> **Task goal**: Copy out all the entries exactly.

─── Extracted material

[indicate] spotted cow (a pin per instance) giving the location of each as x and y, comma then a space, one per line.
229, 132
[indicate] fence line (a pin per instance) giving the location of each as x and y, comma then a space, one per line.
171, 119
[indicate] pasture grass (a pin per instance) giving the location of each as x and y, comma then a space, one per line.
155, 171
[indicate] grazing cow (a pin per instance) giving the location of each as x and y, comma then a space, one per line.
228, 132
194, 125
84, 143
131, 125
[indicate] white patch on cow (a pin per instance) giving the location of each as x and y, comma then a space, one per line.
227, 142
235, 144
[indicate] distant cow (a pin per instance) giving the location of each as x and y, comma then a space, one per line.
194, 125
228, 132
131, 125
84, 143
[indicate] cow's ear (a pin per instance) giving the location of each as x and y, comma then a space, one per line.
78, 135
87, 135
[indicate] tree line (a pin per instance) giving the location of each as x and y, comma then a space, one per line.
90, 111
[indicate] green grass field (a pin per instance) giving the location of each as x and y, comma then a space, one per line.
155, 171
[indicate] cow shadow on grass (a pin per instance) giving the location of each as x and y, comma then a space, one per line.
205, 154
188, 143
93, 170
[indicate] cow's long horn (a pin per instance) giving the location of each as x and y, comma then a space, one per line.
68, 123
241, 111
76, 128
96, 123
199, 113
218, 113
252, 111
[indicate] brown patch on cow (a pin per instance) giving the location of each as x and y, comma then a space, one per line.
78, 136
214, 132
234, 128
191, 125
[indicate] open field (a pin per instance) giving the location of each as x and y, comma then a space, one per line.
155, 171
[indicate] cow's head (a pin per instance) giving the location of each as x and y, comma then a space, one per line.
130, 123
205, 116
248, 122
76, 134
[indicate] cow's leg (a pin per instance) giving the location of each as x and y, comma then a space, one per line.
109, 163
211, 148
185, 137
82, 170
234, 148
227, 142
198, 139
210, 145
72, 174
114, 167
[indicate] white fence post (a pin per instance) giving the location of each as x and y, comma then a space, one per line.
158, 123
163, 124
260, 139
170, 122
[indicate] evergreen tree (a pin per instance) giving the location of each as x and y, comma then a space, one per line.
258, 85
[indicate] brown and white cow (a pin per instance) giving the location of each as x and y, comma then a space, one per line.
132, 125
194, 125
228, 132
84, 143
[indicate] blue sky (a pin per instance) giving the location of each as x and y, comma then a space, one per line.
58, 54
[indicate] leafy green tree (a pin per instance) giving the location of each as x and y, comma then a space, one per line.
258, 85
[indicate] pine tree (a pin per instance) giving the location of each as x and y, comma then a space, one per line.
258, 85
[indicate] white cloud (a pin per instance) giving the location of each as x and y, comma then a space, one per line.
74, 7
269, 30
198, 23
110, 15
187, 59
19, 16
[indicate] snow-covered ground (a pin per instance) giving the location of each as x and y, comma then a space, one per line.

──────

> **Solution to this task**:
[indicate] spotted cow (a pin per instance) giving the location of each as x and y, comma then a space, one per line.
229, 132
[indicate] fence line (a pin per instance) giving the location of each as x and y, comma then a space, one per line.
171, 119
[indicate] pasture grass (a pin per instance) giving the location of each as x and y, comma then a space, one per line.
155, 171
[indicate] grazing cow (a pin per instance) giving the location of each as x and y, comma then a space, one per line.
228, 132
194, 125
84, 143
131, 125
[indicate] white patch on cow (a pin per instance) giving the location of each as x and y, comma then a space, one per line.
227, 142
235, 144
[indicate] distant cow (a pin per instance) giving the location of each as x and y, comma then a space, one per line.
194, 125
228, 132
131, 125
84, 143
[indicate] cow's ear (a pin per instance) giving the location of each as x and y, comma then a space, one per line.
78, 135
87, 135
[indicate] tree line (a pin per instance) giving the location of each as x and y, comma then a space, one per line.
90, 111
[indicate] green grass field (a pin per instance) giving the location of each as x and y, comma then a space, one per line.
155, 171
[indicate] cow shadow on grass (a pin per instance) giving the location of each as x and y, comma then a space, one per line.
205, 154
188, 143
93, 170
[indicate] cow's long horn (a pin per instance) giving the location of each as x and y, comma then a space, one per line.
68, 123
241, 111
76, 128
96, 123
199, 113
218, 113
252, 111
[indicate] brown patch on cow (a pin per instance) giving the location of each as x and y, comma then a space, one per line.
78, 136
214, 132
234, 128
191, 125
[indicate] open field (a pin per instance) giving the location of each as x and y, comma then a space, one per line.
155, 171
[indicate] cow's head (a pin per instance) giving the location of each as x and y, comma then a space, one per line.
130, 123
205, 116
248, 122
76, 134
[indicate] cow's leg (a pin per instance) giving the location of each as x and y, comma then a space, one per line.
109, 163
211, 148
185, 137
82, 170
234, 148
227, 142
198, 139
210, 145
72, 174
114, 167
[indicate] white fence post (a pin per instance) giving the location of each as x and y, comma then a space, one per line.
158, 123
163, 124
260, 139
170, 122
[indicate] evergreen tree (a pin per instance) giving the location of each as x and y, comma then a space, one per line.
258, 85
[indicate] brown and white cow (a pin per instance) giving the location of each as x and y, comma then a space, one per line.
132, 125
194, 125
228, 132
84, 143
[indicate] blue sky (a pin per instance) giving the location of each as x and y, comma then a space, one per line.
58, 54
[indicate] leafy green tree (a pin per instance) giving the location of each as x and y, comma then a space, one per line.
258, 85
[indicate] pine tree (a pin per instance) giving the location of each as x and y, comma then a space, one per line.
258, 85
[indicate] white cloud (a pin per instance) giving the location of each as x and y, comma then a space, one per line.
74, 7
269, 30
198, 23
110, 15
187, 59
19, 16
[indicate] snow-covered ground (a pin per instance) giving the location of each as x and y, comma then a space, one per line.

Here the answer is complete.